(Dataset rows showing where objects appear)
<<<<
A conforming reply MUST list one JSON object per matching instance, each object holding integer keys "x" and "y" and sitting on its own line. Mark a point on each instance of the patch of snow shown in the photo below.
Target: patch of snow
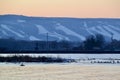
{"x": 114, "y": 27}
{"x": 5, "y": 33}
{"x": 8, "y": 29}
{"x": 100, "y": 30}
{"x": 21, "y": 21}
{"x": 86, "y": 27}
{"x": 33, "y": 38}
{"x": 22, "y": 32}
{"x": 61, "y": 37}
{"x": 68, "y": 31}
{"x": 41, "y": 29}
{"x": 111, "y": 31}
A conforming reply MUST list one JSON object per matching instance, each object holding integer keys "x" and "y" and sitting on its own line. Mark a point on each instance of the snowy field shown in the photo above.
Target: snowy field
{"x": 59, "y": 72}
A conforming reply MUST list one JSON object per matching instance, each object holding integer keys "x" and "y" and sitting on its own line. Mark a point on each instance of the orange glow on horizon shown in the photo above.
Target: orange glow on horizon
{"x": 62, "y": 8}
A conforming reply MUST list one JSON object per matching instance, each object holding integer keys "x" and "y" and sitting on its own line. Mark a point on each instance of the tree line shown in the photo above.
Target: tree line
{"x": 92, "y": 43}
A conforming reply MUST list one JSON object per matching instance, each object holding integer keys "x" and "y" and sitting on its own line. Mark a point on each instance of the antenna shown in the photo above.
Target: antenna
{"x": 47, "y": 44}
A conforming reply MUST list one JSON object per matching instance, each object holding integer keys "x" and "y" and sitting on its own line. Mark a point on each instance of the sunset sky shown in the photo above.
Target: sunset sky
{"x": 62, "y": 8}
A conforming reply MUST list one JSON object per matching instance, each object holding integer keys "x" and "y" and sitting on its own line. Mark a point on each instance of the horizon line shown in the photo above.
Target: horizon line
{"x": 62, "y": 16}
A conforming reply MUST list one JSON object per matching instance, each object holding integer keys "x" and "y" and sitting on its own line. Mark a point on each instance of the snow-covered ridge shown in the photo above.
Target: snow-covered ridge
{"x": 72, "y": 29}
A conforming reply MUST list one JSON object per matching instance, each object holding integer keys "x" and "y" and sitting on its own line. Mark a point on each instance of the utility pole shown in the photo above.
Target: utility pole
{"x": 47, "y": 43}
{"x": 112, "y": 48}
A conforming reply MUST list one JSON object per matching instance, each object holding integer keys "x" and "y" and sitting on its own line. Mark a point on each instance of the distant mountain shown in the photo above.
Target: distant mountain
{"x": 71, "y": 29}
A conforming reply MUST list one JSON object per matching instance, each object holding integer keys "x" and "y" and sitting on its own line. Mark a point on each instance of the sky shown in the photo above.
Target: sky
{"x": 62, "y": 8}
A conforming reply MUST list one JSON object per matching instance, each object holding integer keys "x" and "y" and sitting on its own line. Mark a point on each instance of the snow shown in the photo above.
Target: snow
{"x": 41, "y": 29}
{"x": 8, "y": 29}
{"x": 33, "y": 38}
{"x": 21, "y": 21}
{"x": 115, "y": 33}
{"x": 68, "y": 31}
{"x": 59, "y": 36}
{"x": 86, "y": 27}
{"x": 100, "y": 30}
{"x": 5, "y": 33}
{"x": 22, "y": 32}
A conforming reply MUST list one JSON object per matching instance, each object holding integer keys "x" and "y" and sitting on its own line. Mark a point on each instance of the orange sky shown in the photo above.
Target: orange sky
{"x": 62, "y": 8}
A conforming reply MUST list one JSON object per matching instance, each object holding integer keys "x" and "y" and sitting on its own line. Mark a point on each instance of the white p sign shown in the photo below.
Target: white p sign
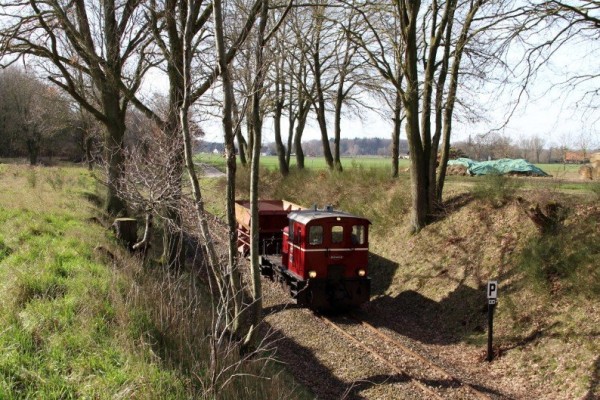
{"x": 492, "y": 289}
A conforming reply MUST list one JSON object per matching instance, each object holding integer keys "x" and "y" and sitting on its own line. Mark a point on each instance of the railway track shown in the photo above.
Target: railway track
{"x": 433, "y": 381}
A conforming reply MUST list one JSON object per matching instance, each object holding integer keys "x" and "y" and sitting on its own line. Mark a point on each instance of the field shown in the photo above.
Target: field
{"x": 81, "y": 318}
{"x": 561, "y": 171}
{"x": 546, "y": 323}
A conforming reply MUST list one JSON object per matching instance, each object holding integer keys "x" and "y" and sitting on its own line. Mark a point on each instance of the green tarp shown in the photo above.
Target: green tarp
{"x": 501, "y": 167}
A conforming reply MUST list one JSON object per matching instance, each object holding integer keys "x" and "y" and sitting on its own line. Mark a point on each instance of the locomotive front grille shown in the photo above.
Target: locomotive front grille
{"x": 335, "y": 272}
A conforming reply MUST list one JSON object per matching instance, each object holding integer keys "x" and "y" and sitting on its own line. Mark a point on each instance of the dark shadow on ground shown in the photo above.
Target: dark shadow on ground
{"x": 462, "y": 313}
{"x": 452, "y": 205}
{"x": 382, "y": 273}
{"x": 308, "y": 370}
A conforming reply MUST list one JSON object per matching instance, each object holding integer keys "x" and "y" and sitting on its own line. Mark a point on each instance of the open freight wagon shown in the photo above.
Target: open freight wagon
{"x": 321, "y": 255}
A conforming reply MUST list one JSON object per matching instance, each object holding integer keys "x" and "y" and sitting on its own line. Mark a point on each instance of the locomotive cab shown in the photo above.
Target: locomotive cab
{"x": 325, "y": 258}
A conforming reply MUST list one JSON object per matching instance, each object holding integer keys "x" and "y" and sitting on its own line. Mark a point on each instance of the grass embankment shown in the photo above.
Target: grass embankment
{"x": 547, "y": 320}
{"x": 81, "y": 318}
{"x": 64, "y": 327}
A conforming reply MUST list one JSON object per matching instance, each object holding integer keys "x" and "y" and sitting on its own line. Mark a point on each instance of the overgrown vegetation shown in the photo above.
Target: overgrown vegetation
{"x": 81, "y": 318}
{"x": 547, "y": 314}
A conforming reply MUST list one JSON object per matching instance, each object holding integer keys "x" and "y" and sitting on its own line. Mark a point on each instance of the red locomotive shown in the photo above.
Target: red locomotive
{"x": 320, "y": 254}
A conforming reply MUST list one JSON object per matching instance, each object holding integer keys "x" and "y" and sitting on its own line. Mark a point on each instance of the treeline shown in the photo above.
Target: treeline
{"x": 314, "y": 148}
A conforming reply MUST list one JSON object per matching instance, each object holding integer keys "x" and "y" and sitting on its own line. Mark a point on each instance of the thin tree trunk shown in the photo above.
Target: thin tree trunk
{"x": 339, "y": 101}
{"x": 255, "y": 172}
{"x": 396, "y": 135}
{"x": 302, "y": 116}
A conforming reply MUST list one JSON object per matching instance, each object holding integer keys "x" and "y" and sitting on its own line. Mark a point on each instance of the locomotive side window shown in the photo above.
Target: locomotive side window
{"x": 315, "y": 234}
{"x": 358, "y": 234}
{"x": 337, "y": 234}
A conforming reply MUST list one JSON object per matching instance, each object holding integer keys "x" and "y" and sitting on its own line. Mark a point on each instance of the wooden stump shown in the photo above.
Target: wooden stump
{"x": 126, "y": 231}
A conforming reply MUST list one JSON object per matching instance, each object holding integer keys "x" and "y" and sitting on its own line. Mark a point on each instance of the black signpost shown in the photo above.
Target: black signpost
{"x": 492, "y": 295}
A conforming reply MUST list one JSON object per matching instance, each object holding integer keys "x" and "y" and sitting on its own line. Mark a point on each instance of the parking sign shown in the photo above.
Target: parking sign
{"x": 493, "y": 290}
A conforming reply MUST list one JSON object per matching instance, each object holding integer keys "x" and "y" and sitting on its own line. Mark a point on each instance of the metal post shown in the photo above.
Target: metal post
{"x": 491, "y": 306}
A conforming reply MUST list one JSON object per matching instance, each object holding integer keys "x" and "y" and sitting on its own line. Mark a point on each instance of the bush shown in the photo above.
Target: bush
{"x": 562, "y": 262}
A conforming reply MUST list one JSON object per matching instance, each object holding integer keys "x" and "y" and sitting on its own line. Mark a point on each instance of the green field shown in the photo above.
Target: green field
{"x": 317, "y": 163}
{"x": 566, "y": 171}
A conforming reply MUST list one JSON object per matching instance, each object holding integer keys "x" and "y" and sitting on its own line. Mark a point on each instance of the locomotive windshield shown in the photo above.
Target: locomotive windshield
{"x": 337, "y": 234}
{"x": 358, "y": 234}
{"x": 315, "y": 235}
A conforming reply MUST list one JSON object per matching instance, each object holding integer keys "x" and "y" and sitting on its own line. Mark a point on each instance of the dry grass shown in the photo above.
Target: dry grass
{"x": 547, "y": 334}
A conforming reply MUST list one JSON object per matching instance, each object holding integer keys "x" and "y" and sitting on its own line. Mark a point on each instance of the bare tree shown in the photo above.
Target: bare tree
{"x": 33, "y": 113}
{"x": 432, "y": 39}
{"x": 106, "y": 41}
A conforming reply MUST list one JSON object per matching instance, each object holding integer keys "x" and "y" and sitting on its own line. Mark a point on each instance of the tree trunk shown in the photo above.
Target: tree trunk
{"x": 114, "y": 158}
{"x": 254, "y": 174}
{"x": 303, "y": 115}
{"x": 242, "y": 145}
{"x": 419, "y": 173}
{"x": 281, "y": 153}
{"x": 33, "y": 148}
{"x": 396, "y": 135}
{"x": 339, "y": 101}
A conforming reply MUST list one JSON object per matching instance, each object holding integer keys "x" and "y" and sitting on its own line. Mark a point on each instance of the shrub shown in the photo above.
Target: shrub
{"x": 562, "y": 262}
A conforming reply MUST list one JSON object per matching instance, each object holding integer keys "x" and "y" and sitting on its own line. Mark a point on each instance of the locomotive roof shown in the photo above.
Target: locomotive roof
{"x": 306, "y": 216}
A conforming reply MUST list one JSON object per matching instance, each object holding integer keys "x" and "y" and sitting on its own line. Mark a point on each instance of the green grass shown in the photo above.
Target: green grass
{"x": 60, "y": 329}
{"x": 81, "y": 318}
{"x": 313, "y": 163}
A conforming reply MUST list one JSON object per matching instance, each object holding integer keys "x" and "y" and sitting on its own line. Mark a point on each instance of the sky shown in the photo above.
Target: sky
{"x": 549, "y": 109}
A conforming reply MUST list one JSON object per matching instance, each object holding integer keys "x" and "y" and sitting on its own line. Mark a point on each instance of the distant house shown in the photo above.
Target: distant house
{"x": 575, "y": 157}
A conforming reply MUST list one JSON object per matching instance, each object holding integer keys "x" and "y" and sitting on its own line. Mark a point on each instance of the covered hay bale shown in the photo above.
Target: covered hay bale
{"x": 460, "y": 170}
{"x": 586, "y": 172}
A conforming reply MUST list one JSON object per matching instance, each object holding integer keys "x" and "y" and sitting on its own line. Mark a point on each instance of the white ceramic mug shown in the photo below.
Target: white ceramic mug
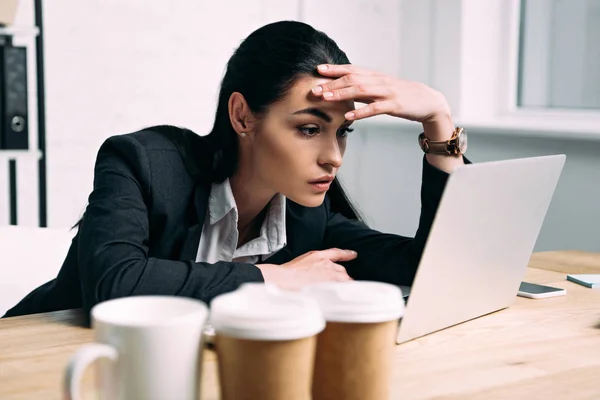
>>>>
Please pull out every line of the entries above that contains the word "orange", and treat case as significant.

__RESPONSE TO THE EXERCISE__
A conforming reply MUST list one JSON object per matching instance, each object holding integer keys "x" and "y" and sitting on its own line. Mark a point on each instance of the orange glow on horizon shown in the photo above.
Target: orange glow on horizon
A conforming reply MUST list one JSON object per matching instance, each object holding integer keys "x" and "y" and sitting on its own line. Mark a point on each instance of the orange sky shown in the photo above.
Target: orange sky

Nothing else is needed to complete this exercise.